◆ **Texto fornecido**:
# # # #

Aos poucos, a idéia do ganho após a perda parece fazer sentido. Palavras doces, gestos gentis, carinhos gratuitos, novos amigos, reencontros de velhos amigos, situações inesperadas. Presentes vieram depois da privação. Demorei a perceber isso, mas não há como negar que a vida me surpreende dia após dia. Subitamente, paro para pensar em reconhecimento pelo que fiz enquanto sonhei. Foram sonhos em que me dei e me doei inteiramente, mas ou foram somente sonhos e não há porque gratificação, ou porque não devemos jamais esperar reconhecimento do que quer que seja.

Pois, então, torno-me uma grega que dança pelo prazer de dançar sem aplausos, como me disse o estrangeiro: “Somos educados num regime de gratificações. Elas vêm de Deus ou da sociedade. Isto um dia me fez pensar o oposto, e associando agora à consideração de ser uma estrutura aberta, pergunto se o homem não será algo parecido com o grego do filme: quando dança, não quer aplausos. Um grego quando dança é porque está contente. Pergunto: não será o homem algo que quando vive não precisa de aplausos, vive porque tem prazer de viver, mesmo com dor?”

Chego até a pensar que posso não ter me esbofeteado numa sólida árvore, mas num delicado arbusto em que meus pés se enroscaram e, num desequilíbrio, caí. E os sonhos não vieram da trombada, mas de um encantamento súbito e crescente gerado pela manipulação de pequenos galhos enquanto eu dormia. Desacordada, fez de mim um fantoche ou um vudu, em que direcionou meus atos e sentimentos para algo nada genuíno e que acreditei ser autêntico.

Sendo o arbusto co-autor da minha queda e forjador do meu fascínio, decido seguir reto toda a vida. Jogo para o acostamento as mentiras, as mediocridades, as pequenezas, as baixezas, as traições e as lágrimas derramadas por uma farsa, por um personagem de um filme de mau gosto, por um filme mal dirigido. Continuo pela minha estrada de tijolos amarelos em busca da mágica da vida, dançando um tango sem aplausos em que posso ouvir o que possa ser dito em Buenos Aires e com a esperança de que o homem de lata ou a árvore majestosa ou o delicado arbusto tenha um coração de verdade.

# # # #

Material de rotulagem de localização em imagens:

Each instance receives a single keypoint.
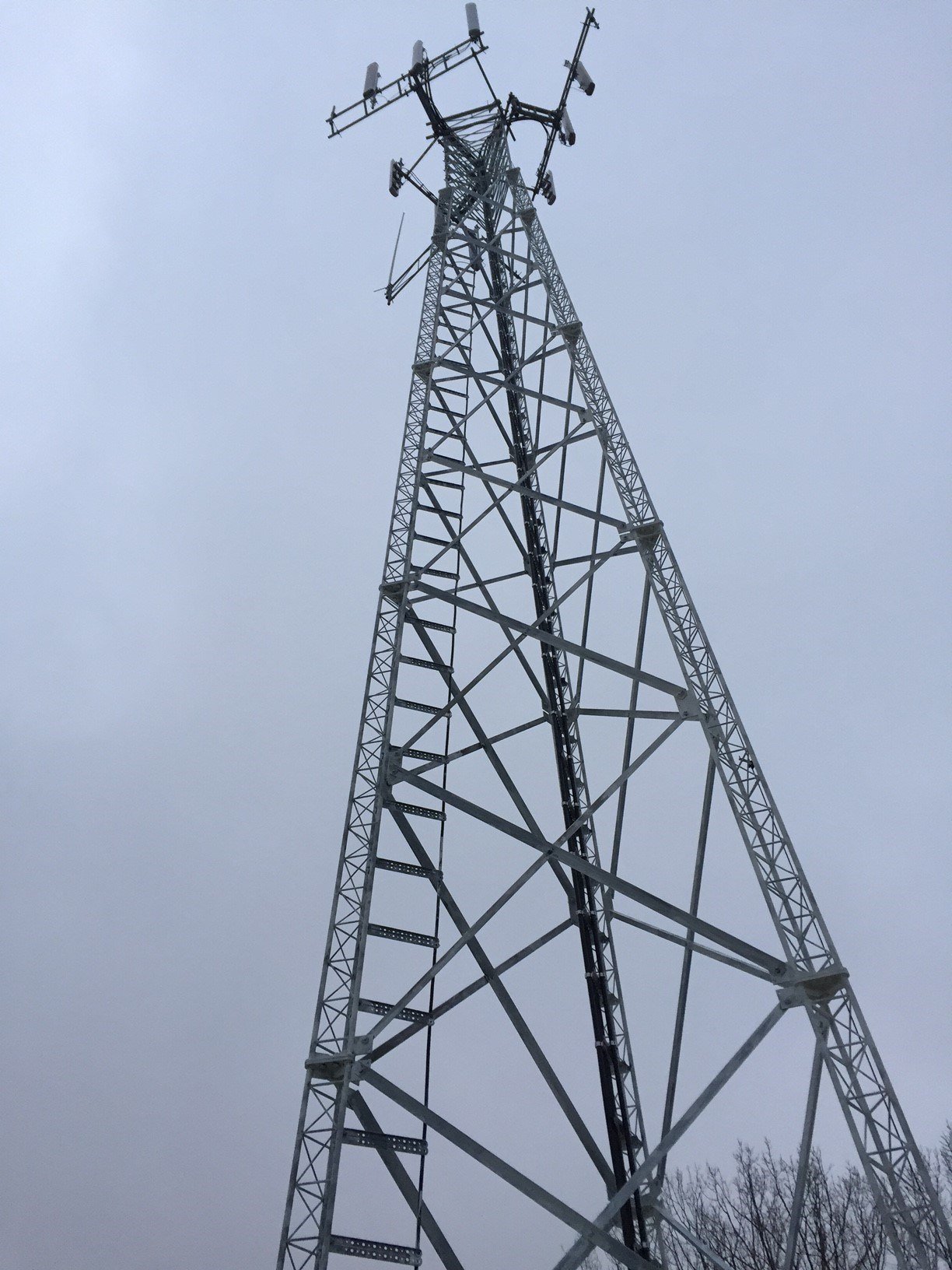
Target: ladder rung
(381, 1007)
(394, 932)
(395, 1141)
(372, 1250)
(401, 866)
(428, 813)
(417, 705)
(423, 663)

# # # #

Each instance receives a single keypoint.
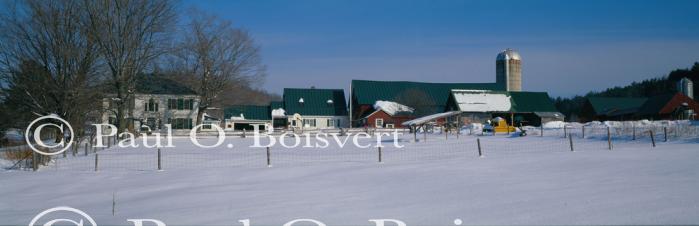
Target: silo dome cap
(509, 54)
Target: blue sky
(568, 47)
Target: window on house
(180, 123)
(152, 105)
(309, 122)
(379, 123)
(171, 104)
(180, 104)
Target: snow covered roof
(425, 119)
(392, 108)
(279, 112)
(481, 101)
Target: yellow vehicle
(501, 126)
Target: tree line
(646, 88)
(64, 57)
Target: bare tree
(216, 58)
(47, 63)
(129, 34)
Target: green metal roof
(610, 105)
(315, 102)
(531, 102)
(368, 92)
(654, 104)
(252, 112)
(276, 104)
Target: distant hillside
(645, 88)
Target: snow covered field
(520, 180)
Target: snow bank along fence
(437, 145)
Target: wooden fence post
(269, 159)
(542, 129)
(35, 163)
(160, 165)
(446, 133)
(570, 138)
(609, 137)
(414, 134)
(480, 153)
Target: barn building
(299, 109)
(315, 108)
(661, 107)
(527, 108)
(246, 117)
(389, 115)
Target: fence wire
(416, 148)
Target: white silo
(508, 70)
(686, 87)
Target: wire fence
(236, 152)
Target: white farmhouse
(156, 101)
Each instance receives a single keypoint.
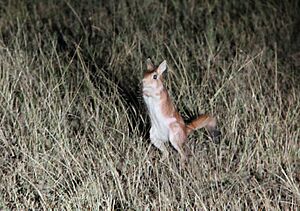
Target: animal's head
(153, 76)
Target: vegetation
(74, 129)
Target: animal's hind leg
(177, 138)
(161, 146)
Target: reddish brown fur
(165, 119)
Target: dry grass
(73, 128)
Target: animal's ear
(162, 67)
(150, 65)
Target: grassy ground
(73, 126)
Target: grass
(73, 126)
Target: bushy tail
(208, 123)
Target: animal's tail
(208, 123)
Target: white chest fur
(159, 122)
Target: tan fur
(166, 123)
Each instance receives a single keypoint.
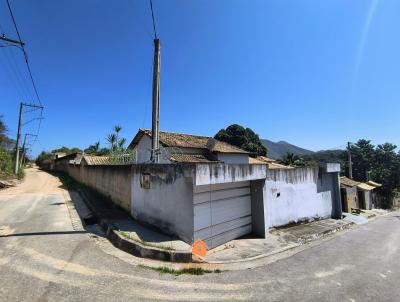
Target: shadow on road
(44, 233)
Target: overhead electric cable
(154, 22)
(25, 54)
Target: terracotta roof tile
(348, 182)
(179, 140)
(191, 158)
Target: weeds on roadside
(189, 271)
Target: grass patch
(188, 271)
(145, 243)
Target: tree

# # # #

◆ **Tarefas a resolver**:
1. Copie fielmente o trecho do texto sobre dançar sem aplausos que começa nas palavras "Chego até a" e vai até "acreditei ser autêntico.", inclusive.
2. Retome o texto sobre dançar sem aplausos logo após a última frase apresentada.

◆ **Respostas por tarefa**:
1.
Chego até a pensar que posso não ter me esbofeteado numa sólida árvore, mas num delicado arbusto em que meus pés se enroscaram e, num desequilíbrio, caí. E os sonhos não vieram da trombada, mas de um encantamento súbito e crescente gerado pela manipulação de pequenos galhos enquanto eu dormia. Desacordada, fez de mim um fantoche ou um vudu, em que direcionou meus atos e sentimentos para algo nada genuíno e que acreditei ser autêntico.

2.
3 comentários:

Unknown disse...

Deslumbrei-me com a leitura de "Imbróglio dos setes". Você tem a verve dos areienses de melhor cepa. Sou de lá também e escrevo nos sites WWW.sertaoinformado.com.br e WWW.portalsousa.com.br. Nada assemelhado ao cunho literário que se observa na poética prosa de sua lavra. Parece-me que se Zá Américo não tiver sucessor adquirirá equivalente substituta! Um abraço do conterrâneo lá de Barragem de Vaca Brava:

Floriano Camelo de Souza Neto - florianoadvogado@bol.com.br

Tamara Eleutério disse...

Ana que tanto me põe a pensar (adoro). Prefiro pensar que essa árvore robusta talvez fosse do modelo ipê - desses que depois de derrubado serve otimamente pra lápis. Escreve aí!

Continuo a buscas por respostas... Em breve te mando uns links.

Gustavo Pozzobon disse...

Uma pedra? Não. No meio do caminho tinha uma árvore. Belo proseado, prima. Lerei todos, um por um.
Escreve devagar aí hehe.
Beijos pra você e pra família.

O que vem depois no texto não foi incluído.